• **REQUIREMENT**
Copy the rows from the start through the one containing "<point>127,129</point>", requests included, and scale every coordinate in the answers by 0.9, rounding each to a whole number with halves going up.
■ ■ ■
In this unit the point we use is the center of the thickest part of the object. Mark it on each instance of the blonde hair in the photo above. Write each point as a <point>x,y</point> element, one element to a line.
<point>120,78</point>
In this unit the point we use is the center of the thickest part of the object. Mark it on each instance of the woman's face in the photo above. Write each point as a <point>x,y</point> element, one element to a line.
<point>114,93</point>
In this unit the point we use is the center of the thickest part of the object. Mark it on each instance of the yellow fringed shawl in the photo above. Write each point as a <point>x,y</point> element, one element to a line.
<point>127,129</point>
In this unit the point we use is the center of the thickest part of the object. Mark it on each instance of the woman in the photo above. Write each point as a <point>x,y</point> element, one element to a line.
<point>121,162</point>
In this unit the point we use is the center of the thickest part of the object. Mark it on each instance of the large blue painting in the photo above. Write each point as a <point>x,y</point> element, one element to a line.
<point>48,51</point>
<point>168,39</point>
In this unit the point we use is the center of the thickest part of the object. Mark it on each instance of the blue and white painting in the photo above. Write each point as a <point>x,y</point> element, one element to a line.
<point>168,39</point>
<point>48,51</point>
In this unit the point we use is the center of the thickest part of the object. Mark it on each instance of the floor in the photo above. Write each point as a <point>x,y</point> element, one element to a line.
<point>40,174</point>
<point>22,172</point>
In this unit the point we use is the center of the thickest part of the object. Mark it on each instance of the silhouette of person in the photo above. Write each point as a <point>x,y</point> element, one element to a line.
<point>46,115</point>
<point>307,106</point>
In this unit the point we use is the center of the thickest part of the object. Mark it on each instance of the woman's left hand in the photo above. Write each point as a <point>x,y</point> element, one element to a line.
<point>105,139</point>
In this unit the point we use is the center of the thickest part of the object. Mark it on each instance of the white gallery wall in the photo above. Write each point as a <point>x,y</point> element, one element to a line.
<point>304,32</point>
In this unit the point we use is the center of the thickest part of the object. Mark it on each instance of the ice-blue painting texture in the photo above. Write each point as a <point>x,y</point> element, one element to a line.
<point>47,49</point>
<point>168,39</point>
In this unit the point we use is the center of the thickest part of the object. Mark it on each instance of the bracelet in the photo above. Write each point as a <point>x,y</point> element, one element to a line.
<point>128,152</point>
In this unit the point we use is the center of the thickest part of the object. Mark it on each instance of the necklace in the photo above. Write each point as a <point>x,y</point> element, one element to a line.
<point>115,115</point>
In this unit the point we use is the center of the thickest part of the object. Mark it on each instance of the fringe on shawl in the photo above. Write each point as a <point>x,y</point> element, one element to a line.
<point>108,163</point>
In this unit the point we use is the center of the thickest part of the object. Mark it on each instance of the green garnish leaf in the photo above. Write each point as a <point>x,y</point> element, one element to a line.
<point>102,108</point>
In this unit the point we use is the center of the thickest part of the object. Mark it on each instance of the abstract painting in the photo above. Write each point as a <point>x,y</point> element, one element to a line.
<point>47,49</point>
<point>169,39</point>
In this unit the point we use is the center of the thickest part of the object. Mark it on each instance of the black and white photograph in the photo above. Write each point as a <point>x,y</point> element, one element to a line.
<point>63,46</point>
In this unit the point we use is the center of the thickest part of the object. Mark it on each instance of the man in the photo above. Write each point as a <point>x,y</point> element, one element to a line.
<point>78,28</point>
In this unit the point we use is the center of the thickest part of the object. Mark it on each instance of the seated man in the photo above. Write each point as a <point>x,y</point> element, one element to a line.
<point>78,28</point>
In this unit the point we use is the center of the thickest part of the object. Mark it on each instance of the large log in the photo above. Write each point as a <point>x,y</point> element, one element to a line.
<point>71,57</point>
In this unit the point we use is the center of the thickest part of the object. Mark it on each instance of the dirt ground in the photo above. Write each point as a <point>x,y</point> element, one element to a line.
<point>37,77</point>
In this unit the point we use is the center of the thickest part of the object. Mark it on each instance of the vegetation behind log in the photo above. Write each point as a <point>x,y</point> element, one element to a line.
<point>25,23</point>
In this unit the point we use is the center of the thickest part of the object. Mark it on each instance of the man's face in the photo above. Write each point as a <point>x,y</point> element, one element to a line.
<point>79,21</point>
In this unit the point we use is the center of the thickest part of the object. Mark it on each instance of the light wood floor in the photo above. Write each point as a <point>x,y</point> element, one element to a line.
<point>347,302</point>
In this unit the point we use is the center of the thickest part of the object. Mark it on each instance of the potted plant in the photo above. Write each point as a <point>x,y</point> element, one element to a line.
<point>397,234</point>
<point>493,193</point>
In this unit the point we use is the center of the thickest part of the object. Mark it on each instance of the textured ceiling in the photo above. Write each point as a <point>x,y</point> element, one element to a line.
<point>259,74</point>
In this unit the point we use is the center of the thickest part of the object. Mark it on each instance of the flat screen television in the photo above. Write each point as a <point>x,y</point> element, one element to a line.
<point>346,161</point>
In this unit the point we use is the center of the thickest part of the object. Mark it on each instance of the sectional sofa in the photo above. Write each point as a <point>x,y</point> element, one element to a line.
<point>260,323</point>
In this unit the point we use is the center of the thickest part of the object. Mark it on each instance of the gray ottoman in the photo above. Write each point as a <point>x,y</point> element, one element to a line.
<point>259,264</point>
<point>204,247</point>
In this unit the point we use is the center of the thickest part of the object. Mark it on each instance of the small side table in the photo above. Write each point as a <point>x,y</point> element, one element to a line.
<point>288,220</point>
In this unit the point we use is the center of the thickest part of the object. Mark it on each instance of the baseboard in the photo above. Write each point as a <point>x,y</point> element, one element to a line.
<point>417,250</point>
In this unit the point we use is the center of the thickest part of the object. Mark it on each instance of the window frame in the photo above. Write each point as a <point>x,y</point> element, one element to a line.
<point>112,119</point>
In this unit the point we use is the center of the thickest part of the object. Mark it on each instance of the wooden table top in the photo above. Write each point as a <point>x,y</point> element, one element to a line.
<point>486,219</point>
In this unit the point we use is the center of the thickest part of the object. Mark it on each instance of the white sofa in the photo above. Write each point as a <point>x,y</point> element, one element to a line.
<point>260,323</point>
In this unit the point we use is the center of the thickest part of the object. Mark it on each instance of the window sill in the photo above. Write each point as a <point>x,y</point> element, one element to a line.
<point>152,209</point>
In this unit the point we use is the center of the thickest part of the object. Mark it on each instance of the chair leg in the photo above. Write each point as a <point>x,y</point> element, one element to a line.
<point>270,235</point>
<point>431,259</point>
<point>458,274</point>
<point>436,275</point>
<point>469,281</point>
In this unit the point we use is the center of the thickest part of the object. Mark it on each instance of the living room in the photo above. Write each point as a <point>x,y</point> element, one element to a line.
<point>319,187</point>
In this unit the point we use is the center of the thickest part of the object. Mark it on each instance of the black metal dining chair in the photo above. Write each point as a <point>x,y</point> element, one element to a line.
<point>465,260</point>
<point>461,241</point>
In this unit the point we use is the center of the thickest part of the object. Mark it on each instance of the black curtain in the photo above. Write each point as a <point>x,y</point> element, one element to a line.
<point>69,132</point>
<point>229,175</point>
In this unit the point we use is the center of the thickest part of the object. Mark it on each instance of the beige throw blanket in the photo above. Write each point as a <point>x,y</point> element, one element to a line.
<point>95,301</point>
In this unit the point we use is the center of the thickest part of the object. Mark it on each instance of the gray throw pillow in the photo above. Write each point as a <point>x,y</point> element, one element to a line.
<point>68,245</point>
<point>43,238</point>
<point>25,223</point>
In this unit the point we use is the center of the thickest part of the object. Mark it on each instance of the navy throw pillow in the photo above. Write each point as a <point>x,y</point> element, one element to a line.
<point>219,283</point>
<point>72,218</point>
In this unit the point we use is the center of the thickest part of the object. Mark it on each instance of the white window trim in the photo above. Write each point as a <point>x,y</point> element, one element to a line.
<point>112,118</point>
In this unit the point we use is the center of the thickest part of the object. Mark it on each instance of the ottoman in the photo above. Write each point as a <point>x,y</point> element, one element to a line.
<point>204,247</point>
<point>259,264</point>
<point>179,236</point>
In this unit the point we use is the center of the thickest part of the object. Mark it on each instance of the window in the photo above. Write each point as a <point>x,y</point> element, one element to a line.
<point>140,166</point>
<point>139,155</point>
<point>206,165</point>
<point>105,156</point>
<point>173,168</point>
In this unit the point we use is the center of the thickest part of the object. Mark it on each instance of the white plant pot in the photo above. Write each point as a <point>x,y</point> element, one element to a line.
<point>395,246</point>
■ ■ ■
• **SOLUTION FOR THIS TASK**
In this unit the point we use is the center of the thickest part of the object. Mark it on each instance of the blonde hair in the photo above. Write each point as a <point>x,y</point> element, one element to a line.
<point>108,70</point>
In this unit the point we use is the center of the thickest part of the object. Mark it on each instance of the woman's face in the photo above. Write each point as a <point>x,y</point> element, one element to a line.
<point>103,84</point>
In this unit the point we use is the center of the thickest part of the object. Mark it on each instance of the yellow fringed shawl in the photo above. Write each point as a <point>x,y</point> element, one element to a line.
<point>114,116</point>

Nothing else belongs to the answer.